*** Material for the task
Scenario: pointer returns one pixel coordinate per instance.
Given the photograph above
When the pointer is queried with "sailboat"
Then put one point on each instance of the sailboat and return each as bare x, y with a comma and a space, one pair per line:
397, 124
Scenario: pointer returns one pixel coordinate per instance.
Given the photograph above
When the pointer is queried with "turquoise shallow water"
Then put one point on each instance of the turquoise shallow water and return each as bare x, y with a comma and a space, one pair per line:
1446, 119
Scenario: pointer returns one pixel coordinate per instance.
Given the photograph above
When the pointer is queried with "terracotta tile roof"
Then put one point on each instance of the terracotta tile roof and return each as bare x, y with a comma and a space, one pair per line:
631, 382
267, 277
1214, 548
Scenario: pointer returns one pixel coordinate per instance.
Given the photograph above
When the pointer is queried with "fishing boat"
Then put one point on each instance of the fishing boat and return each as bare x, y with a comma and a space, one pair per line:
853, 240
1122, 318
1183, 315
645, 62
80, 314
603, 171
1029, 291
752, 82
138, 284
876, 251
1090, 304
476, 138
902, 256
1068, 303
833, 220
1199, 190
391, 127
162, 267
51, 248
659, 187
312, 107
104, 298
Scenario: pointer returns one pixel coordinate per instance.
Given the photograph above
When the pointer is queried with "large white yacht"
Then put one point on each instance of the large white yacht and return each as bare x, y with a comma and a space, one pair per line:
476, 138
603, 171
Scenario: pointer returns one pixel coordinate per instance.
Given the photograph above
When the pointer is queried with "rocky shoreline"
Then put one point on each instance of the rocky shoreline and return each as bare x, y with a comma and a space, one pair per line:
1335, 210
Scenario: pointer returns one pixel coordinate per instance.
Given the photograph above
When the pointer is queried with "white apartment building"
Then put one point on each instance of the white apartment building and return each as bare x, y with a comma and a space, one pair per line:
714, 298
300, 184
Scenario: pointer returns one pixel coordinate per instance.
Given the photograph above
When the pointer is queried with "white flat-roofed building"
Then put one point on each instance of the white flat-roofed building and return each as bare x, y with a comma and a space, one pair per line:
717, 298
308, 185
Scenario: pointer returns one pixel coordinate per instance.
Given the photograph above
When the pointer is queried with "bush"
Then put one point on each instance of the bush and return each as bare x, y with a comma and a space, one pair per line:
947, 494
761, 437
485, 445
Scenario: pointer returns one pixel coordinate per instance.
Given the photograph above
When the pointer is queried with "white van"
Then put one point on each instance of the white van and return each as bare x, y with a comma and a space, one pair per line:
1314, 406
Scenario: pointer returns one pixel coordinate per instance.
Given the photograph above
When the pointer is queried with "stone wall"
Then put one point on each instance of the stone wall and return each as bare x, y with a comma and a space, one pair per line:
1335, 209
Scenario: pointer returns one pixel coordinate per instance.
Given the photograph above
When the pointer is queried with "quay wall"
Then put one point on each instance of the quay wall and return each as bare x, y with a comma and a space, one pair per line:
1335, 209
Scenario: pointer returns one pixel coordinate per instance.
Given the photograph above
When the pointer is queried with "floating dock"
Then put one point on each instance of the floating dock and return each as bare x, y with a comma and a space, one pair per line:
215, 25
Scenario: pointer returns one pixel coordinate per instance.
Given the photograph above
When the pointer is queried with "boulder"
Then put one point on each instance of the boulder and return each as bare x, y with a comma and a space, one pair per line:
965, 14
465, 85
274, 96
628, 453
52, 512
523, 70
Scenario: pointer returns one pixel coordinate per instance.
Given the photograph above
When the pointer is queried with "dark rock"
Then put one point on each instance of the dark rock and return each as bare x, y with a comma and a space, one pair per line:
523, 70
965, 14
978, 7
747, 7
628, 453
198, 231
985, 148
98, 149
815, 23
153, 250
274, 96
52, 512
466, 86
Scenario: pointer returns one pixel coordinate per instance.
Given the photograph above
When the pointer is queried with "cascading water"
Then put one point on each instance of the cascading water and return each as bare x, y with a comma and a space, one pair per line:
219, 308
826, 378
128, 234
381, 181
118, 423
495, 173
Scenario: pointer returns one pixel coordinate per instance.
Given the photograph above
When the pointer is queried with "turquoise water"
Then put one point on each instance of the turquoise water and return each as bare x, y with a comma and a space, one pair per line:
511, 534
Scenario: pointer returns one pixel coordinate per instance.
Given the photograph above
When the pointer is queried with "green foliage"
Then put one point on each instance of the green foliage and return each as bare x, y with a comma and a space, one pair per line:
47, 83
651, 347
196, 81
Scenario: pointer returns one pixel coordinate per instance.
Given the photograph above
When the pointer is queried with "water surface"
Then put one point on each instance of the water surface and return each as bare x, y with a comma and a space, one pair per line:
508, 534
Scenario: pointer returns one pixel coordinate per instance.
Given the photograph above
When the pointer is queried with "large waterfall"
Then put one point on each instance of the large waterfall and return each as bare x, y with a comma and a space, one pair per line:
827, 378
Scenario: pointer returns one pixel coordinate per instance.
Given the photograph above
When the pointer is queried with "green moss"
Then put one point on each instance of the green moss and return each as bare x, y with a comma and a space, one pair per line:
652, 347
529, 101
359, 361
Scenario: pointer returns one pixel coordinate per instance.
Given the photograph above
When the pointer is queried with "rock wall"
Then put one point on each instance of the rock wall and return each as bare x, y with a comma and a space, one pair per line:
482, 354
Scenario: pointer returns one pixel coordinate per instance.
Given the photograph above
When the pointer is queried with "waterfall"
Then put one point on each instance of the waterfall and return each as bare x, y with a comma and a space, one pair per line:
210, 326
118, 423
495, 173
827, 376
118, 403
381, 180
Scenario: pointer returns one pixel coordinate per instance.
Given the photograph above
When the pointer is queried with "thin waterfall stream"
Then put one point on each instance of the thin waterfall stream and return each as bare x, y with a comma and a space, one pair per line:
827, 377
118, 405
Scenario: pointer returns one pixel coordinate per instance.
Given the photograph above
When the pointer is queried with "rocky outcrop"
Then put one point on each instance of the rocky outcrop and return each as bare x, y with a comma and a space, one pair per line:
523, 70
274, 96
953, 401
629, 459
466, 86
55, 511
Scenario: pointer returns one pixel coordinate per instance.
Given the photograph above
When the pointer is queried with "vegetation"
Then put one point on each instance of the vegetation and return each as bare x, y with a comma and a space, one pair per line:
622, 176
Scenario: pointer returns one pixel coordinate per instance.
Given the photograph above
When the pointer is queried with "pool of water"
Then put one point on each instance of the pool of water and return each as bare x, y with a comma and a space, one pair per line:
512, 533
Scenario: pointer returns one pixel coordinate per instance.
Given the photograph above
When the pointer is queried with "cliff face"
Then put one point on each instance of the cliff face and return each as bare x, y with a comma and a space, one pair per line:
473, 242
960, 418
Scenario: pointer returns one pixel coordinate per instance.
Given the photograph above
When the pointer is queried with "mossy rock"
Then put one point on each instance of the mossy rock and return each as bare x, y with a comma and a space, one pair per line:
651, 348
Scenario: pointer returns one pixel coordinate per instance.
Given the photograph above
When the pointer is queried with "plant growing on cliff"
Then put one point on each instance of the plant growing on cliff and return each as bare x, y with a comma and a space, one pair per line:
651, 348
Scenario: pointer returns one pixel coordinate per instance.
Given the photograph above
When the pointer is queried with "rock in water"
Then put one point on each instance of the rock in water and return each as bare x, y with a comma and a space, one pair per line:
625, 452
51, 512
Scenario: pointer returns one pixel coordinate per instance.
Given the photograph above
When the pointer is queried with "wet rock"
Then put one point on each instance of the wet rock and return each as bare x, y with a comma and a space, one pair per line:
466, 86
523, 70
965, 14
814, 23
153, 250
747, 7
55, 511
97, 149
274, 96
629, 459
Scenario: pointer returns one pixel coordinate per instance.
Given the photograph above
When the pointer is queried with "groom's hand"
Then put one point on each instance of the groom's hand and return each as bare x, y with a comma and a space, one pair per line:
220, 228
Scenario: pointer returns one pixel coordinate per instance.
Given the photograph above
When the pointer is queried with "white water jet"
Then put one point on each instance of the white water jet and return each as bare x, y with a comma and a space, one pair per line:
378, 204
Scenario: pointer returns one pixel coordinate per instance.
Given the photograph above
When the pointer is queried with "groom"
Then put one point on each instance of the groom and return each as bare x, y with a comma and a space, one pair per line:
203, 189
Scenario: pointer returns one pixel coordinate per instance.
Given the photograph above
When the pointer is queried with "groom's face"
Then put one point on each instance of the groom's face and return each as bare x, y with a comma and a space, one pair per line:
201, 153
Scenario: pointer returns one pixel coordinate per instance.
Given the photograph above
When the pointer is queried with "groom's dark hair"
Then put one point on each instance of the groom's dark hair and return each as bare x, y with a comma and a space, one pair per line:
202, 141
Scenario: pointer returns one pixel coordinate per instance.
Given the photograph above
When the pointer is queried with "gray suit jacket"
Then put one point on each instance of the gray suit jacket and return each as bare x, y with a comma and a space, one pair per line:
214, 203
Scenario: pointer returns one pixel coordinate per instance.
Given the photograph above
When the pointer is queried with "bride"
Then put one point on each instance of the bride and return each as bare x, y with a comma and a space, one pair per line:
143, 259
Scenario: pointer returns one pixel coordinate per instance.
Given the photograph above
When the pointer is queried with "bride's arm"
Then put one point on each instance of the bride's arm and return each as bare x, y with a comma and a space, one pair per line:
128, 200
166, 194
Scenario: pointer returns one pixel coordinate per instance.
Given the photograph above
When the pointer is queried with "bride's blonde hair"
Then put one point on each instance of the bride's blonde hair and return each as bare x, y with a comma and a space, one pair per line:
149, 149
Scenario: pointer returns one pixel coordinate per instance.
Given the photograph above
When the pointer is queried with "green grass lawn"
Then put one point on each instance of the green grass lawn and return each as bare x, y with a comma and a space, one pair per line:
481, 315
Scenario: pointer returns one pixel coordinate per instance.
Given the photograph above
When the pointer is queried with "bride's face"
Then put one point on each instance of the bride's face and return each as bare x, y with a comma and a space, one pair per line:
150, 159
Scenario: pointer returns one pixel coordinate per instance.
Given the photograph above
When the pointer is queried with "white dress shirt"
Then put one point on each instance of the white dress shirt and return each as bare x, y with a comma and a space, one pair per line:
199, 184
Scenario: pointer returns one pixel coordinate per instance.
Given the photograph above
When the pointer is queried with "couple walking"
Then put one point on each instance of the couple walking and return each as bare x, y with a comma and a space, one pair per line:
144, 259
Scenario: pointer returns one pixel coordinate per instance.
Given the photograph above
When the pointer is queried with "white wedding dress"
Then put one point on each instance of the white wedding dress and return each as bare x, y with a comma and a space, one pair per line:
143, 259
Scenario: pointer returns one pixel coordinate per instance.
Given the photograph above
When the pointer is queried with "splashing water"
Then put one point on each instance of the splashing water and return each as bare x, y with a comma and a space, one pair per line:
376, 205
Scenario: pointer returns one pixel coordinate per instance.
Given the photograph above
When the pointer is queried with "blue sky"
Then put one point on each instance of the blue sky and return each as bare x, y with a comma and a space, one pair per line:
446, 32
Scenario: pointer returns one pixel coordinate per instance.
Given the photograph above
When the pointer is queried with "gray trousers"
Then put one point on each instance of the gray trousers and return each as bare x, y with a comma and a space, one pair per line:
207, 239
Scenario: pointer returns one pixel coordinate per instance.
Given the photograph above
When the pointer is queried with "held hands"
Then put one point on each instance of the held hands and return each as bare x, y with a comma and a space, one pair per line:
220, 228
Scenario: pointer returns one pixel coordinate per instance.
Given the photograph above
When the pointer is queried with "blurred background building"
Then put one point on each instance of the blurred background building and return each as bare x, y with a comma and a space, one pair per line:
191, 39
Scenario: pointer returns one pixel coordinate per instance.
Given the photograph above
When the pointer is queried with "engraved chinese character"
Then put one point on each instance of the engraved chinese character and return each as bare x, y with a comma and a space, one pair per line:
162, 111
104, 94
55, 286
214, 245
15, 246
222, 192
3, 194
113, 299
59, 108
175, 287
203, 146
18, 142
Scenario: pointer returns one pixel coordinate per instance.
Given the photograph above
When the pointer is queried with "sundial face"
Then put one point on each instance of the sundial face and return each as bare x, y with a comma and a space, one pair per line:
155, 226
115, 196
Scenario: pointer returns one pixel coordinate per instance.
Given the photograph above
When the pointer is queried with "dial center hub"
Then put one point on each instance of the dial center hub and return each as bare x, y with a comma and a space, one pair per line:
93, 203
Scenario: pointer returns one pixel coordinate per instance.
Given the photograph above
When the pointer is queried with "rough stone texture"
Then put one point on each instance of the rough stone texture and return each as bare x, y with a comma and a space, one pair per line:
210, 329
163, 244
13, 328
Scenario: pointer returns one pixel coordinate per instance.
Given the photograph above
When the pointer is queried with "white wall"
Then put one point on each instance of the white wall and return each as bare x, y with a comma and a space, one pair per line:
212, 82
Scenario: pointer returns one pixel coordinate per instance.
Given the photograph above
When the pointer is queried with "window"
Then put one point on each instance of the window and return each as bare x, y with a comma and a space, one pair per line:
******
▸ **Problem description**: Look at the records above. Copy every line where the string "window" occurs.

▸ **Solution for this exercise**:
When the pointer is queried with "window"
Then put one point on each instance of the window and return each as bare x, y with a comma and a space, one pair per line:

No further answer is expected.